**MATERIAL FOR THIS TASK:**

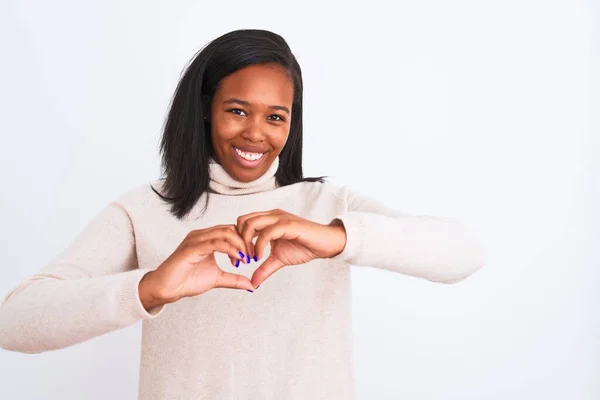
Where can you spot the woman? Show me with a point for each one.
(233, 211)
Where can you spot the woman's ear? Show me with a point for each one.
(206, 107)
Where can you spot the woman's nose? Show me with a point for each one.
(254, 131)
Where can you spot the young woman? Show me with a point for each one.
(233, 211)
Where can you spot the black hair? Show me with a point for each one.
(186, 145)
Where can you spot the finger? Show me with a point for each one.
(229, 234)
(268, 268)
(280, 230)
(233, 281)
(255, 224)
(210, 246)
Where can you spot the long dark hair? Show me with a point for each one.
(186, 145)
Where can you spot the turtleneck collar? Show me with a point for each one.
(221, 182)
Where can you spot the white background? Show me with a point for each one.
(480, 110)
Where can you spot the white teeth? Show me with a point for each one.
(249, 156)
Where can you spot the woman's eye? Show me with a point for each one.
(237, 111)
(276, 117)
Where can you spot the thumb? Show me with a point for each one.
(267, 268)
(233, 281)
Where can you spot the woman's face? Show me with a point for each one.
(250, 119)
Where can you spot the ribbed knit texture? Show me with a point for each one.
(289, 340)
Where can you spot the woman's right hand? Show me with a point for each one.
(192, 269)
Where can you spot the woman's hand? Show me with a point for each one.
(192, 269)
(294, 240)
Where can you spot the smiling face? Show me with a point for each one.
(250, 119)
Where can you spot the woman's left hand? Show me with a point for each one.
(294, 240)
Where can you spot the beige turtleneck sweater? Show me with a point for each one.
(289, 340)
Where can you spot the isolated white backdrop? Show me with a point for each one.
(476, 110)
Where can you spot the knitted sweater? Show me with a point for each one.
(290, 339)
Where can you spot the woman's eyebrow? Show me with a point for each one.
(245, 103)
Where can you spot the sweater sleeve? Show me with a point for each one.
(439, 249)
(91, 288)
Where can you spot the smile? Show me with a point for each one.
(248, 156)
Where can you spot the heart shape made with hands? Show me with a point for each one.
(192, 268)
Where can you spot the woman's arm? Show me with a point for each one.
(88, 290)
(438, 249)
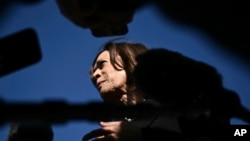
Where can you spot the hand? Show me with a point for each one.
(115, 131)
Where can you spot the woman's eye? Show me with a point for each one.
(101, 64)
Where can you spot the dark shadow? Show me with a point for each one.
(186, 85)
(30, 131)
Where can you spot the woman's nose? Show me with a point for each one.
(96, 74)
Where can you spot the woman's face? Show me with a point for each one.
(110, 83)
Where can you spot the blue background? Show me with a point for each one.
(68, 50)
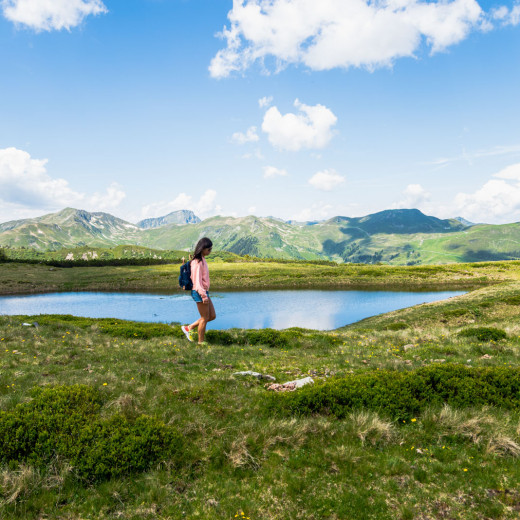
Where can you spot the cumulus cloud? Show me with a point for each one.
(497, 200)
(48, 15)
(203, 207)
(272, 171)
(265, 101)
(326, 180)
(415, 196)
(249, 137)
(318, 211)
(257, 154)
(26, 186)
(328, 34)
(311, 127)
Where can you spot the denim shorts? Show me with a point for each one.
(196, 296)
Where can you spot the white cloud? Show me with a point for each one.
(204, 207)
(340, 33)
(272, 171)
(326, 180)
(106, 201)
(26, 186)
(265, 101)
(249, 137)
(498, 200)
(415, 196)
(257, 154)
(318, 211)
(48, 15)
(310, 128)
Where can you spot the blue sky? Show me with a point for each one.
(297, 109)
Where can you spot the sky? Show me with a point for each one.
(297, 109)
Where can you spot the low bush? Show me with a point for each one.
(455, 313)
(65, 422)
(403, 395)
(269, 337)
(398, 325)
(484, 334)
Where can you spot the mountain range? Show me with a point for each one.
(400, 236)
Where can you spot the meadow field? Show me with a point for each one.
(17, 278)
(414, 414)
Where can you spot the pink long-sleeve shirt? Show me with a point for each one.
(200, 277)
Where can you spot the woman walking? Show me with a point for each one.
(200, 292)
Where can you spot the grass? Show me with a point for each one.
(16, 278)
(244, 461)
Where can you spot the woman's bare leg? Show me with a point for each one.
(204, 318)
(212, 313)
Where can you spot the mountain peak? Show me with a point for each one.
(179, 217)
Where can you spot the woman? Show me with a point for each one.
(200, 292)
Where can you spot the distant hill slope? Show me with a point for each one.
(68, 228)
(404, 236)
(180, 217)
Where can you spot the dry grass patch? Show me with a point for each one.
(369, 427)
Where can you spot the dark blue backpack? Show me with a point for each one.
(185, 277)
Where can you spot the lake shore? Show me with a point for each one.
(243, 445)
(19, 278)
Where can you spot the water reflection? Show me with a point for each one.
(315, 309)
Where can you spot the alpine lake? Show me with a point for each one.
(277, 309)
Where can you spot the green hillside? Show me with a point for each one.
(396, 237)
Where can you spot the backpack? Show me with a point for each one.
(185, 277)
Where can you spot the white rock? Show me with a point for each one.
(255, 374)
(298, 383)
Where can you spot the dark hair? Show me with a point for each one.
(203, 243)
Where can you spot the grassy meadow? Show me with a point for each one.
(202, 443)
(18, 278)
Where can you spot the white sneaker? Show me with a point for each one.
(186, 332)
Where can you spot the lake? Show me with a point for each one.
(278, 309)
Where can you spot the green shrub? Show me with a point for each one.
(65, 422)
(455, 313)
(402, 395)
(115, 447)
(513, 300)
(398, 325)
(270, 337)
(484, 333)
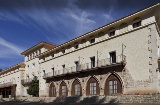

**WHAT IS EXPECTED:** Reproduce the entries verbatim from the line containing "Where can you spot the backpack?" through the end of the entries, omitting the pictures.

**FULL OUTPUT:**
Where can you spot the backpack? Show me with a point for each one.
(185, 277)
Where can you spot the white rock? Show me with a point for each one.
(255, 374)
(298, 383)
Where can you spot the dark hair? Show me with a point for each one.
(203, 243)
Where can you spot the grassy meadow? Show me with a point for each one.
(202, 443)
(18, 278)
Where can you spot the white sneaker? Show me with a point for each one.
(186, 332)
Where can you spot the lake? Show me with a point for each one.
(278, 309)
Where can you spot the green shrub? Show me with a point for each one.
(65, 422)
(455, 313)
(402, 395)
(115, 447)
(513, 300)
(398, 325)
(270, 337)
(484, 333)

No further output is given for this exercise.